[Start of Attachment]

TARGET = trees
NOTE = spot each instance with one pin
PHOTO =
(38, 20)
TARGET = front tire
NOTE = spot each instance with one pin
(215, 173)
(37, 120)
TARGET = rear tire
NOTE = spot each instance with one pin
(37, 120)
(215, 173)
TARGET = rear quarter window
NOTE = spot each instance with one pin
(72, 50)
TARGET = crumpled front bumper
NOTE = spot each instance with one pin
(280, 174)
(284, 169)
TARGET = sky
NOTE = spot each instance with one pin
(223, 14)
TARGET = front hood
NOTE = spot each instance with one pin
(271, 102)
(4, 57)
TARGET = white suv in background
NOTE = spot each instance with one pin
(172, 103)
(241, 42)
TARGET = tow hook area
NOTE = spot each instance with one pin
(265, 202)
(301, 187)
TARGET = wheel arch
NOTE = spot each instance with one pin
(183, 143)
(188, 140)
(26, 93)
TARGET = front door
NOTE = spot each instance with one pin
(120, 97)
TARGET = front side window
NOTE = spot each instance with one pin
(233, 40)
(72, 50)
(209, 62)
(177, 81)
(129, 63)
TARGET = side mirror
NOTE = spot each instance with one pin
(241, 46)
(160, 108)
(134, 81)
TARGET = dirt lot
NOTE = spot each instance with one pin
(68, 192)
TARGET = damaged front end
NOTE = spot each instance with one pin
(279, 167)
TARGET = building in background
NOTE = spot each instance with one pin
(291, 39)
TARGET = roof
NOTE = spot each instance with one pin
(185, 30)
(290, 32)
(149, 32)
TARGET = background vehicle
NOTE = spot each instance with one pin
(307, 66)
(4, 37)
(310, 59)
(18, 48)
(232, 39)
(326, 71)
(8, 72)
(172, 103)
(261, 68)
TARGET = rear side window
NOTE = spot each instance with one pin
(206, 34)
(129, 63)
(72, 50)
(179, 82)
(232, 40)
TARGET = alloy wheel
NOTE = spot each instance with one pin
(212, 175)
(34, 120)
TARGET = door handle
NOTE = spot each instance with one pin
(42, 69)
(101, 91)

[End of Attachment]
[Start of Attachment]

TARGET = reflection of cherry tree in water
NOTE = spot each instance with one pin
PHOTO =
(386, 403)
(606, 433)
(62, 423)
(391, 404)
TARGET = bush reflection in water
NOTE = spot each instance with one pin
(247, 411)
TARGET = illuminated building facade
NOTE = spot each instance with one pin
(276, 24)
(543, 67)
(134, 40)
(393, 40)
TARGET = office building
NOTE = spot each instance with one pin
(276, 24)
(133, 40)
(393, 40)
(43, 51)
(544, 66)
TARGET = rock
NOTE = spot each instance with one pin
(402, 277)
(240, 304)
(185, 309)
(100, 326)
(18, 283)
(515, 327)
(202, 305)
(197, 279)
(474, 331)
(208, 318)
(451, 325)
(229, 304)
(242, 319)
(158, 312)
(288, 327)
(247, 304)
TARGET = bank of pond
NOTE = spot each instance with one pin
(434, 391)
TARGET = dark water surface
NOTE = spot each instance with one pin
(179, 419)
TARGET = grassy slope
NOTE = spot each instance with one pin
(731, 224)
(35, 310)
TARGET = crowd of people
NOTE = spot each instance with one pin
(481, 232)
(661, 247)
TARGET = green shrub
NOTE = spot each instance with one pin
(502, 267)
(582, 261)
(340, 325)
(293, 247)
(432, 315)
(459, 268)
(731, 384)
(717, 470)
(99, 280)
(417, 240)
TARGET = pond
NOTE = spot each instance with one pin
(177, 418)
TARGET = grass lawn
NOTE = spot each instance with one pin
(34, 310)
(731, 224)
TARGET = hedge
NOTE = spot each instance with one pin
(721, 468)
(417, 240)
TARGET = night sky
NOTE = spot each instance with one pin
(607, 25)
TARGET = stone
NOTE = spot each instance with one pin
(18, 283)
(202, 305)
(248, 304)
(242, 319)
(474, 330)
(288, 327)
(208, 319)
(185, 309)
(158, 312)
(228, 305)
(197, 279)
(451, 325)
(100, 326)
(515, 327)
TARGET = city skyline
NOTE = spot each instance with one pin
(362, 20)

[End of Attachment]

● Work order: From the data above, copy every line where "side" appears.

● Output of the exercise:
TARGET = front side window
TARGET = side mirror
TARGET = rear side window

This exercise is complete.